Required work –
Among the entries, find each line that includes the string "below" and list it.

Data for this task –
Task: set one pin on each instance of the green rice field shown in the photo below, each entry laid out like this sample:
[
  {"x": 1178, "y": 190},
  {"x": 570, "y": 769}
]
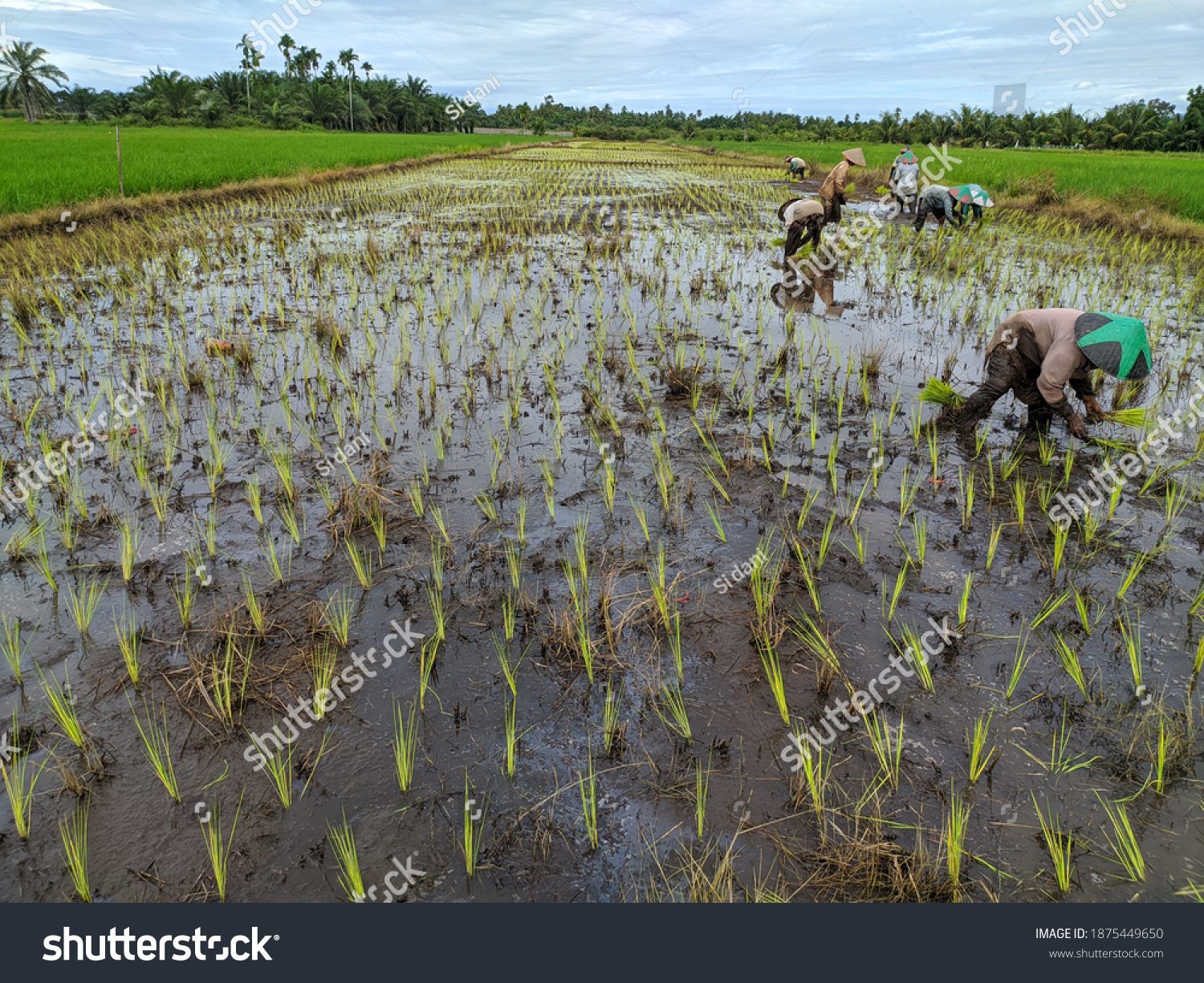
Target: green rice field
[
  {"x": 1169, "y": 181},
  {"x": 60, "y": 165}
]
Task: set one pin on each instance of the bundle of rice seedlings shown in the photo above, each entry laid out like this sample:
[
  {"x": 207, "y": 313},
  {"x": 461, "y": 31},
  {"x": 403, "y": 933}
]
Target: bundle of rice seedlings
[
  {"x": 1137, "y": 419},
  {"x": 942, "y": 394}
]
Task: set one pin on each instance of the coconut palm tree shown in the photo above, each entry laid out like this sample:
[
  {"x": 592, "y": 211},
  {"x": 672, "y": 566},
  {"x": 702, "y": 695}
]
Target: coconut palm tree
[
  {"x": 306, "y": 62},
  {"x": 318, "y": 103},
  {"x": 348, "y": 58},
  {"x": 250, "y": 59},
  {"x": 84, "y": 103},
  {"x": 24, "y": 72},
  {"x": 287, "y": 46}
]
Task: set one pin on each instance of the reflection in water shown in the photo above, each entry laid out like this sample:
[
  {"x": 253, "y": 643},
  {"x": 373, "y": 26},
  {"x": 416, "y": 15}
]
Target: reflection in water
[{"x": 795, "y": 293}]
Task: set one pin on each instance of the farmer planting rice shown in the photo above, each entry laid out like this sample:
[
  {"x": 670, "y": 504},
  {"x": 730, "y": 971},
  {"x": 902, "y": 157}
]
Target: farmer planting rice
[
  {"x": 970, "y": 197},
  {"x": 833, "y": 187},
  {"x": 804, "y": 223},
  {"x": 938, "y": 202},
  {"x": 1037, "y": 353},
  {"x": 905, "y": 181}
]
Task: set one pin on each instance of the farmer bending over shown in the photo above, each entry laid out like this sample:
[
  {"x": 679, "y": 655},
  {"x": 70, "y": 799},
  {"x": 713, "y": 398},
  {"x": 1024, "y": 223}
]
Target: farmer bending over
[
  {"x": 804, "y": 221},
  {"x": 832, "y": 189},
  {"x": 1035, "y": 353},
  {"x": 937, "y": 201}
]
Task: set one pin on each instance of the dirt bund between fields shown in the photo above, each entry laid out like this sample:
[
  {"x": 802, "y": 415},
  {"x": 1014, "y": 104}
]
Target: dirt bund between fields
[
  {"x": 47, "y": 221},
  {"x": 1084, "y": 211}
]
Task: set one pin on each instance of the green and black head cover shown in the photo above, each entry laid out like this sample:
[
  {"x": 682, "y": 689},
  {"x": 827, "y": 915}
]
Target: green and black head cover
[{"x": 1119, "y": 346}]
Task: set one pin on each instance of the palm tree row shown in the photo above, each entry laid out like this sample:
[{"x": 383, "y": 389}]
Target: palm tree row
[
  {"x": 1153, "y": 125},
  {"x": 335, "y": 98}
]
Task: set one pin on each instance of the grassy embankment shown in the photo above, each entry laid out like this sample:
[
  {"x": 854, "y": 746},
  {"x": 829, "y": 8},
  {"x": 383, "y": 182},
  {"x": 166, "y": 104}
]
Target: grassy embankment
[
  {"x": 50, "y": 168},
  {"x": 1096, "y": 188}
]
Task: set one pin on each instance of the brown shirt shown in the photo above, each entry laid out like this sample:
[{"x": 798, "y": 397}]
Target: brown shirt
[
  {"x": 836, "y": 182},
  {"x": 1061, "y": 359}
]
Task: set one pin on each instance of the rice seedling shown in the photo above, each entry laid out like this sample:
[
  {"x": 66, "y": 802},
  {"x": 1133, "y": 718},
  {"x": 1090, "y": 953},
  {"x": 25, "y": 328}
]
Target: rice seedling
[
  {"x": 672, "y": 701},
  {"x": 1131, "y": 633},
  {"x": 323, "y": 663},
  {"x": 900, "y": 583},
  {"x": 21, "y": 792},
  {"x": 441, "y": 522},
  {"x": 63, "y": 709},
  {"x": 713, "y": 510},
  {"x": 914, "y": 652},
  {"x": 1020, "y": 497},
  {"x": 279, "y": 768},
  {"x": 965, "y": 602},
  {"x": 587, "y": 783},
  {"x": 942, "y": 395},
  {"x": 1062, "y": 761},
  {"x": 701, "y": 788},
  {"x": 1136, "y": 419},
  {"x": 1060, "y": 846},
  {"x": 132, "y": 545},
  {"x": 74, "y": 831},
  {"x": 254, "y": 497},
  {"x": 1019, "y": 663},
  {"x": 472, "y": 833},
  {"x": 158, "y": 749},
  {"x": 405, "y": 744},
  {"x": 975, "y": 744},
  {"x": 1047, "y": 609},
  {"x": 129, "y": 640},
  {"x": 1131, "y": 574},
  {"x": 954, "y": 835},
  {"x": 641, "y": 514},
  {"x": 888, "y": 746},
  {"x": 908, "y": 492},
  {"x": 772, "y": 665},
  {"x": 1124, "y": 840},
  {"x": 486, "y": 506},
  {"x": 218, "y": 847},
  {"x": 342, "y": 843},
  {"x": 1069, "y": 660},
  {"x": 12, "y": 646},
  {"x": 336, "y": 616},
  {"x": 82, "y": 604},
  {"x": 254, "y": 609},
  {"x": 361, "y": 563}
]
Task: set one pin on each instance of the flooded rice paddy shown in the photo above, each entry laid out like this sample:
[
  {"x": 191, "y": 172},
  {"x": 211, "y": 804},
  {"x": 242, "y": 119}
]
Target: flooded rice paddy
[{"x": 554, "y": 419}]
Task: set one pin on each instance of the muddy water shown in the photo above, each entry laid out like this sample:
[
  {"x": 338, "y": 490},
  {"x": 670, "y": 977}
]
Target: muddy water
[{"x": 447, "y": 341}]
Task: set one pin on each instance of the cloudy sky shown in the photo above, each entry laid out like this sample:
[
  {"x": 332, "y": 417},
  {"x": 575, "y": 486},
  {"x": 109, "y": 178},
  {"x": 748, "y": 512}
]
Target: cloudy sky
[{"x": 823, "y": 57}]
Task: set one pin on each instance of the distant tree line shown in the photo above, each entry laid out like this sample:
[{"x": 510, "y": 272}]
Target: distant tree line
[
  {"x": 339, "y": 94},
  {"x": 1141, "y": 125},
  {"x": 334, "y": 95}
]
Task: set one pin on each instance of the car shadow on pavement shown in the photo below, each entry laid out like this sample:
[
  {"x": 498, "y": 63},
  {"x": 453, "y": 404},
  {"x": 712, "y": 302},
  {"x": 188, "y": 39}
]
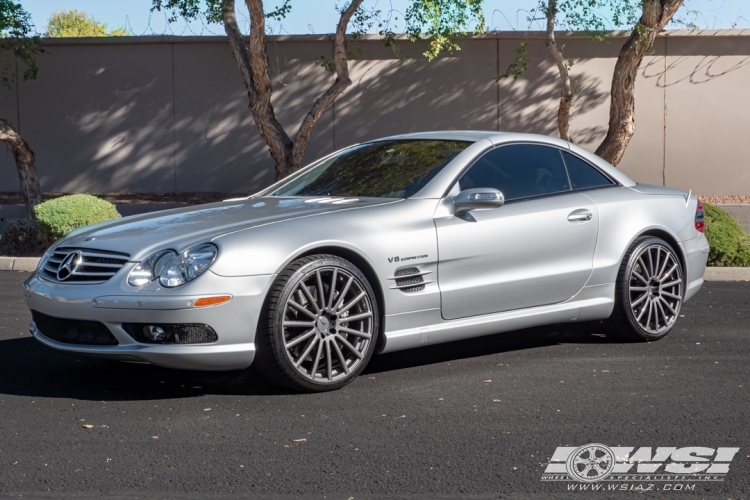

Response –
Task: set one pin on each instance of the green rice field shown in the photo below, each entry laid out like this sample:
Task: set one pin on each instance of the car shadow on pavement shown in the photo below, each entry laid out like this sample:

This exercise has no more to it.